→ ОТРЫВОК
#####
Современная истинная наука опровергает и то и другое. Она утверждает, что Хайям не был ни суфием, ни правоверным мусульманином, но также не был ни гедонистом, ни скептиком. Он любил земную жизнь, стремился глубже ее понять и поставить науку на службу человеку, побольше взять у жизни, побольше наслаждаться ее благами.
Этическим идеалом его была личность вольная, свободомыслящая, чистой души философствующий человек. Главные черты этого человека - мудрость, любовь, жизнелюбие и бодрость. Эти качества неустанно на разный лад и воспевает Хайям в своих четверостишиях. Часто прибегая к образу вина, он превращает его в яркий символ жизнелюбия и веселья, в тайный язык жизнелюбов или же в стрелу, ранящую в самое сердце ханжей - духовенство, фанатиков и суфиев-мистиков. Он пьет, но это воспринимается читателем как протест против существующих в мире порядков, против властей, против всех видов духовного и физического угнетения, против бога, против своей эпохи, что собственно так и было.
Первое и главное достоинство автора «Заклинателя змей» и «Башни молчания» в том, что он правильно разобрался в сложной душе великого Хайяма и сумел показать его ярко и убедительно.
Конечно, ильясовский Хайям не живет без вина и красоток, но это отнюдь, во-первых, не цель его жизни, во-вторых, его отношение к ним совершенно не то, чтобы можно было его упрекнуть в нечистоте намерений, в подлости души или хотя бы в склонности к пустым забавам или низменным чувствам. Он, наоборот, как странная и исключительная для своего века личность, пьет, но не одобряет вино: если привязывается к девушке, даже падшей, то привязывается к ней всем сердцем, высокими помыслами, чистой любовью и остается верен до конца дней своих этой любви (Как, например, к Ферузэ, Рейхан, Экдес) или же брезгливо отвергает их - Туркан Хатун, Сорейю.
И очень убедительно звучат слова в устах поэта: «Если кто-нибудь через сто или тысячу лет назовет меня беспечным гулякой, поэтом пьянчуг, пусть знает: я плюю ему в глаза! Отсюда, вот с этого места. Попадись он в наше время, посмотрели бы мы, что из него получилось».
Эти слова, вложенные в уста поэта писателем Явдатом Ильясовым, убедительны после описываемых в повестях событий и звучат в унисон со следующим четверостишием самого Хайяма:
Пусть пьяницей слыву, гулякой невозможным,
Огнепоклонником, язычником, безбожным -
Я верен лишь себе, не придаю цены
Всем этим прозвищам - пусть правильным,
пусть ложным.
Один из художественных исследователей Хайяма художник-чеканщик Вячеслав Сидоренко создал серию чеканных работ на темы четверостиший Хайяма, которые назвал созвездием.
В центре созвездия гигантская фигура - символическое изображение Омара Хайяма.
Мощная корневая система намертво связала человека с землей, нижняя часть его тела одеревенела и стала похожей на корявый ствол могучего дерева.
Человек зажат в узком пространстве, и тем сильнее мы ощущаем тяжкий гнет его жизненных обстоятельств.
Но, неукротимый, он тянется вверх, к звезде, стремится к ней на крыльях своей мечты, невзирая ни на что.
#####
Записи датасета о расположении объектов:

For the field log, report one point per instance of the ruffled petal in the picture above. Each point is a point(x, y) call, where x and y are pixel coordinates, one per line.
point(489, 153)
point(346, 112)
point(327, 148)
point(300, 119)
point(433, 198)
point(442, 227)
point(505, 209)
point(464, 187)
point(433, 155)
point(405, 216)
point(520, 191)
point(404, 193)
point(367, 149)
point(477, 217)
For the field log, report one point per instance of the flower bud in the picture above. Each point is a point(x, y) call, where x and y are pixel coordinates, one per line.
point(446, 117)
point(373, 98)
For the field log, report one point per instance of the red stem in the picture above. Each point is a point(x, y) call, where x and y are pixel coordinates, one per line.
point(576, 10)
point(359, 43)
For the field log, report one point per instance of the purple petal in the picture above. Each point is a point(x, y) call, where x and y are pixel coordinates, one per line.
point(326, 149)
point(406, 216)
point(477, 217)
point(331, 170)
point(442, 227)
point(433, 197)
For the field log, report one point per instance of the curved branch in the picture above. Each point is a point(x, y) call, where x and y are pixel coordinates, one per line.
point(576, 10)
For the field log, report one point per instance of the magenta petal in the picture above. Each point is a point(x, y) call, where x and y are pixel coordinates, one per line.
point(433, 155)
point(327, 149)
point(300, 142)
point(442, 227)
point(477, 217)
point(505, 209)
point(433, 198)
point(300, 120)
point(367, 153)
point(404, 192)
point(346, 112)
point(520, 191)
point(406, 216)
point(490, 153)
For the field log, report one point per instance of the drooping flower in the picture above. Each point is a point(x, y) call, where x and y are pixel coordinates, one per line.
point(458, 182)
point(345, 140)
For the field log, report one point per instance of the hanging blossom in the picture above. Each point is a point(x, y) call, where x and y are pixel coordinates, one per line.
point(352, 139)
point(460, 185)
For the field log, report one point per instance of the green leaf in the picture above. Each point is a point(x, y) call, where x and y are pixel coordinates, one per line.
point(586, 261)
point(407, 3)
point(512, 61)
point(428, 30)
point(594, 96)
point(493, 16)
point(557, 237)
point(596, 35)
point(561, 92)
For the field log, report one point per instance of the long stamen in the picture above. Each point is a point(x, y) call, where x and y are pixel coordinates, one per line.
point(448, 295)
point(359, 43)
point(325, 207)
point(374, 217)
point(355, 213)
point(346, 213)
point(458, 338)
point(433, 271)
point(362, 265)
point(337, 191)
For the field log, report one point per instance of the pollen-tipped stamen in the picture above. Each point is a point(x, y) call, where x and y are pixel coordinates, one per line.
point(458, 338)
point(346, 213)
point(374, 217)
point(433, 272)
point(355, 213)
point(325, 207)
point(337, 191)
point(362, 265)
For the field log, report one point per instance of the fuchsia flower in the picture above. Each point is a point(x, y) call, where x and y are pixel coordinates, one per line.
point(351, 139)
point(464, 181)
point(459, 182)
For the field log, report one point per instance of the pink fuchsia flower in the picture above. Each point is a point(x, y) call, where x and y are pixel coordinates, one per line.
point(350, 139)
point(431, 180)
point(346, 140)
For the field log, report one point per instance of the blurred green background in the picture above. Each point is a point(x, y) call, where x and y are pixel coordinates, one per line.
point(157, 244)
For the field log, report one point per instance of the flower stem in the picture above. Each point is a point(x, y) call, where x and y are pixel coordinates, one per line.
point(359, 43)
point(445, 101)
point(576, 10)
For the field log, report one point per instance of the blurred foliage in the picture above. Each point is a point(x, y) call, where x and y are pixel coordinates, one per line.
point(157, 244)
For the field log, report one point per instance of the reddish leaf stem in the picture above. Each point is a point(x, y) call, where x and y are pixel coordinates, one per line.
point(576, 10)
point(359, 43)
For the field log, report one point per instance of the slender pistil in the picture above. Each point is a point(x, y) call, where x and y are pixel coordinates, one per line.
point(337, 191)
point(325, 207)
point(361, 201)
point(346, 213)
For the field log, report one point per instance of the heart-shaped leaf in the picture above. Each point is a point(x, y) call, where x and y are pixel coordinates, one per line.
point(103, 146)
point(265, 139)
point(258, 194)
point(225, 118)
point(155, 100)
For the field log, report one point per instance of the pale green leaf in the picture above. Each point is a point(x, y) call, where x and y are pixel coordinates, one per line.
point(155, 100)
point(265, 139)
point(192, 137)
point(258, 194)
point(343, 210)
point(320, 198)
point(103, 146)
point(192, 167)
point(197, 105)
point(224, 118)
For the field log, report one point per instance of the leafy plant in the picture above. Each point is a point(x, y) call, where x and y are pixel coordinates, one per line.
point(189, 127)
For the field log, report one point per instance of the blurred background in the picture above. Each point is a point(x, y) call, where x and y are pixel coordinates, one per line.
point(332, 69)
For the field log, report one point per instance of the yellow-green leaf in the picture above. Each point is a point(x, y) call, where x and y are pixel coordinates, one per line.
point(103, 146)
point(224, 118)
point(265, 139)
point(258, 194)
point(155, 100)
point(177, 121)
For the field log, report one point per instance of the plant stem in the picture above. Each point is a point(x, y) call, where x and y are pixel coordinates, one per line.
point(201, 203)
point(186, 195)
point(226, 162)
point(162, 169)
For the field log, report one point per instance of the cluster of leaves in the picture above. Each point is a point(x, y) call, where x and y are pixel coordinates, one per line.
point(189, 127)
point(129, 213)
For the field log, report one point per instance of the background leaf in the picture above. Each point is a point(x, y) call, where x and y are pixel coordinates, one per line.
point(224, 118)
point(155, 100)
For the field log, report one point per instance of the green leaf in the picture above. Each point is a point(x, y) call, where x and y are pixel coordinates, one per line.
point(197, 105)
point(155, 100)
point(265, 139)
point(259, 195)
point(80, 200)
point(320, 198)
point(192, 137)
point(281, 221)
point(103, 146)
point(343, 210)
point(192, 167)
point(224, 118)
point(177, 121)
#####
→ ЗАДАНИЯ
• A. Как, судя по отрывку о Хайяме, художник-чеканщик Вячеслав Сидоренко назвал свою серию чеканных работ на темы четверостиший Хайяма?
• B. Перепишите из отрывка о Хайяме слово в слово часть, которая начинается со слов «Человек зажат в» и заканчивается словами «невзирая ни на что.».

→ ОТВЕТЫ
• A. Созвездием.

• B.
Человек зажат в узком пространстве, и тем сильнее мы ощущаем тяжкий гнет его жизненных обстоятельств.
Но, неукротимый, он тянется вверх, к звезде, стремится к ней на крыльях своей мечты, невзирая ни на что.